(A series of records)

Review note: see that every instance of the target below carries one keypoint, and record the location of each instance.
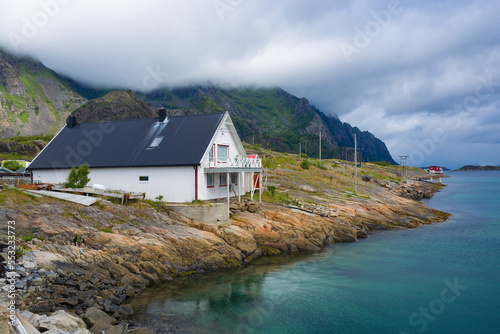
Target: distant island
(477, 168)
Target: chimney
(162, 113)
(71, 122)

→ What is needed
Rewrite the records above, changing "keypoint" to "marker" and keeping everything else the same. Leave out the pictures.

→ Exercise response
Review note: see that every instance of the target below carries one marker, and record the location of each instance.
Target: distant island
(477, 168)
Target: chimney
(162, 113)
(71, 122)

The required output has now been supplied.